* _EXERCISE INSTRUCTIONS_
Produce an exact copy of the lines from the line containing "formatted like (137,270)." through the last line of the entries below, and only those lines.

* _ENTRIES SUPPLIED_
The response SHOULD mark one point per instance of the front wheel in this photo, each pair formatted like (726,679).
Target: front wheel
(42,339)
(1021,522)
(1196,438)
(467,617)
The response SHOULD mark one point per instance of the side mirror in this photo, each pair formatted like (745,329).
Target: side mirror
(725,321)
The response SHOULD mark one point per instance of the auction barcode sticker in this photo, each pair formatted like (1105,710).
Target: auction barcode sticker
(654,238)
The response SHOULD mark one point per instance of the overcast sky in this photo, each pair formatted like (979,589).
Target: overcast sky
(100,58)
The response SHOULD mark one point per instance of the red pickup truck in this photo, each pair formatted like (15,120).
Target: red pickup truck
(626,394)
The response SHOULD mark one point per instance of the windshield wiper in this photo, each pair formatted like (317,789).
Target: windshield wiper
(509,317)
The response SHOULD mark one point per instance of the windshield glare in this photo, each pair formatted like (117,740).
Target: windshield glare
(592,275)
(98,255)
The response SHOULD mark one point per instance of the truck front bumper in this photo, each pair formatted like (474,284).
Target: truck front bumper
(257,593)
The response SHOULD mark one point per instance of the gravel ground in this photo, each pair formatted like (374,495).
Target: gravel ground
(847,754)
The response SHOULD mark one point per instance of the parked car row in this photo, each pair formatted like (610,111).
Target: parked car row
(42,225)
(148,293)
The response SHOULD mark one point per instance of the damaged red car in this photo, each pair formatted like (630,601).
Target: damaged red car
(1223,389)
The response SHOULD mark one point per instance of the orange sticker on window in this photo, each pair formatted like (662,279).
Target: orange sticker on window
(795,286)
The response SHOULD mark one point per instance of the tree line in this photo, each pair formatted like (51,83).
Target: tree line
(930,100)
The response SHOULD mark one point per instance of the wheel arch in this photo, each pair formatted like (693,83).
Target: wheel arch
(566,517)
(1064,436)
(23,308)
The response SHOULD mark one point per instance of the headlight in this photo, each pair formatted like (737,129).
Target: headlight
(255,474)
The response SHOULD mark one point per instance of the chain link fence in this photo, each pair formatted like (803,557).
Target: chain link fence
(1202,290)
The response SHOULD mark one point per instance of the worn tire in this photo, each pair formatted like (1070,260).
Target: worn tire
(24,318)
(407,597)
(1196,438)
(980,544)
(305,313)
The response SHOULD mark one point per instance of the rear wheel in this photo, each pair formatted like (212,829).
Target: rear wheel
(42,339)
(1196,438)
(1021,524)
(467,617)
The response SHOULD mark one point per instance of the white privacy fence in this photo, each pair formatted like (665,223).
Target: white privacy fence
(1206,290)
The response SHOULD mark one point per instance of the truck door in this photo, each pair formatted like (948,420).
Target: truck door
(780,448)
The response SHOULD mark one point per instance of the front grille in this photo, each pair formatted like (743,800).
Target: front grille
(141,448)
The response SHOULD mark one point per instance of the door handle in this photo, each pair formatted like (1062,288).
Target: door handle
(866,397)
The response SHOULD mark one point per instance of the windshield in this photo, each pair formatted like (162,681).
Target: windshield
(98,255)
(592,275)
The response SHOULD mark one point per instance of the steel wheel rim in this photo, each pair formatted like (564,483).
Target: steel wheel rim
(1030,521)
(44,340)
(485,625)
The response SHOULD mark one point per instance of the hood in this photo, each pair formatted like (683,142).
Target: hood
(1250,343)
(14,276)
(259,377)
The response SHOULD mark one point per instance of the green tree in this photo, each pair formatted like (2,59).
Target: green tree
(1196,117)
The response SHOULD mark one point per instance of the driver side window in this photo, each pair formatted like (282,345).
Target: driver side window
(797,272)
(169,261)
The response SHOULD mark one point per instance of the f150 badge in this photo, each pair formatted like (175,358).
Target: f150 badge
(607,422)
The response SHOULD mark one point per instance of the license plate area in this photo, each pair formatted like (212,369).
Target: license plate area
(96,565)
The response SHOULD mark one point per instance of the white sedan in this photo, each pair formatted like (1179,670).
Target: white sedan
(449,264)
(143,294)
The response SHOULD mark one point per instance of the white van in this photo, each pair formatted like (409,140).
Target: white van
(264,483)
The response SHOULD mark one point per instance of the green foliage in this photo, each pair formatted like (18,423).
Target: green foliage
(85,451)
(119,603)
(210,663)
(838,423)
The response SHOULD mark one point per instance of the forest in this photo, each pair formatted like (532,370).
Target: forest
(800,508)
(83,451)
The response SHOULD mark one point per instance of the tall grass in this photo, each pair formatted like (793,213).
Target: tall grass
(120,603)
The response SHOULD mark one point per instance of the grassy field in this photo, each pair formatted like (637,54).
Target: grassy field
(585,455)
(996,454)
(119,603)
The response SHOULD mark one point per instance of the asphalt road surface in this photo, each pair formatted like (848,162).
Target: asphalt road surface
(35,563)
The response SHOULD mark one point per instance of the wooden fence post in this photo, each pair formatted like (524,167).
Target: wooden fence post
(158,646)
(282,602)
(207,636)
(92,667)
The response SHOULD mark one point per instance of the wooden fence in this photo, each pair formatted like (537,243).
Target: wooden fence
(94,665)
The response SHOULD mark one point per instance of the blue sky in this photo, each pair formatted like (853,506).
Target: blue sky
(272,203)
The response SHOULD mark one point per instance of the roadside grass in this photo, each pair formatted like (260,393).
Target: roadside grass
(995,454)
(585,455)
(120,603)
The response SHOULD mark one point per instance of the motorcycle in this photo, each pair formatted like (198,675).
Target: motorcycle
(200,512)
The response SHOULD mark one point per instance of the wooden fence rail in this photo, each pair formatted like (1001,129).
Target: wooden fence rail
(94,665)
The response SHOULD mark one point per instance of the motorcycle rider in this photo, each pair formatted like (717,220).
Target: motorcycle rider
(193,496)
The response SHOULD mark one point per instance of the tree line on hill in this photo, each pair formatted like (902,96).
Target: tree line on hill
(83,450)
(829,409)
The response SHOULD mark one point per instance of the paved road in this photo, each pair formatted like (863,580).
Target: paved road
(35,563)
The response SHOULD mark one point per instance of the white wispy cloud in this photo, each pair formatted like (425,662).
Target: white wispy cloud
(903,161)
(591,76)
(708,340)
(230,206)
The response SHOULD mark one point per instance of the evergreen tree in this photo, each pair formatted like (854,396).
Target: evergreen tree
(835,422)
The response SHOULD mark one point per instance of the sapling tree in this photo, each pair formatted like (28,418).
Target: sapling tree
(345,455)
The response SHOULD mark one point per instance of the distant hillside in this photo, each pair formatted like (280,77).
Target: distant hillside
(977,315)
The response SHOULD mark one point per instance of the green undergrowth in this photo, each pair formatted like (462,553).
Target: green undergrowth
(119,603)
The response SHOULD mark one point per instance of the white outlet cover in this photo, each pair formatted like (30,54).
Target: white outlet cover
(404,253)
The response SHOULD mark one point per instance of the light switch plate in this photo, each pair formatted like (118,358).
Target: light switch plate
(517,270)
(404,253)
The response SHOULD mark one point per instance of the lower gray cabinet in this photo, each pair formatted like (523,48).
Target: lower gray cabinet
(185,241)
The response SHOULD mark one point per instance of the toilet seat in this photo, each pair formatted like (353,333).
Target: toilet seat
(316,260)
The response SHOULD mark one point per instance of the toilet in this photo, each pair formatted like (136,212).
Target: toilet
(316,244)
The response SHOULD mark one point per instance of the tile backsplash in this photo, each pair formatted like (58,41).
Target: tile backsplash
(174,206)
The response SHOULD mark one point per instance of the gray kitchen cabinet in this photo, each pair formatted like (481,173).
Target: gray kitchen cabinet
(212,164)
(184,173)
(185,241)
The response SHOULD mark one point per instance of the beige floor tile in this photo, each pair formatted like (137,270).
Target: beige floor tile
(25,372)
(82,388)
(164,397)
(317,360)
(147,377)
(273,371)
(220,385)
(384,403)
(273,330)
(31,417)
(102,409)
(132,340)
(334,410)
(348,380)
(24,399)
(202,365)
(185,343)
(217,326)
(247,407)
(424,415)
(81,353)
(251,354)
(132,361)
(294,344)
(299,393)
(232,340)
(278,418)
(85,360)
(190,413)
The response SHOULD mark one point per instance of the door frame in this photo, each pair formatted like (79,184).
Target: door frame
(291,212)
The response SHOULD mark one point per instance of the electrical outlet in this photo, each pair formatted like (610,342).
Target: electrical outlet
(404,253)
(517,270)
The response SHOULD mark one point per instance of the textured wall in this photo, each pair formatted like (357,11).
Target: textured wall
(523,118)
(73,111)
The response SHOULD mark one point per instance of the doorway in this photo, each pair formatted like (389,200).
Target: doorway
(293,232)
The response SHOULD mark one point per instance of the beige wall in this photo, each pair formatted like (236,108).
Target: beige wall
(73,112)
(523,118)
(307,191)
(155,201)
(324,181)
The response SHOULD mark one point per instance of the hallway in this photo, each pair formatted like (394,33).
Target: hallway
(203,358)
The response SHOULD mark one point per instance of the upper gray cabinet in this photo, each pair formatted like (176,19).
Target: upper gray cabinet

* _EXERCISE RESPONSE_
The response SHOULD mark one point per instance of the beige floor tile in this photo, each pair formatted like (137,270).
Target: beige floor tile
(25,372)
(82,388)
(164,397)
(317,360)
(147,377)
(273,371)
(220,385)
(384,403)
(273,330)
(31,417)
(102,409)
(132,340)
(334,410)
(348,380)
(24,399)
(202,365)
(185,343)
(217,326)
(247,407)
(424,415)
(81,353)
(251,354)
(132,361)
(294,344)
(299,393)
(232,340)
(278,418)
(85,360)
(190,413)
The response SHOULD mark one point per instance of the door frame in this photo, each pair formatted like (79,184).
Target: door frame
(291,212)
The response SHOULD mark one point per instance of the electrical outlet in this photo, each pair formatted like (610,342).
Target: electrical outlet
(404,253)
(517,270)
The response SHOULD mark one point per instance of the textured wall in this photo, each pair formatted like (357,11).
Target: textured wall
(523,118)
(73,111)
The response SHOULD mark one point per instance of the doorway in this photo, each pair formatted like (389,200).
Target: doorway
(293,232)
The response SHOULD mark one point per instance of the beige wall in this photo, each pair formatted like (236,108).
Target: beige wall
(73,112)
(523,118)
(307,191)
(155,201)
(324,181)
The response SHOULD mark one point per instance of the hallway in this photo, each pair formatted like (394,33).
Target: hallway
(203,358)
The response SHOULD mark one point per instance of the upper gray cabinet in this photo, each pair formatted like (176,19).
Target: upper gray cabinet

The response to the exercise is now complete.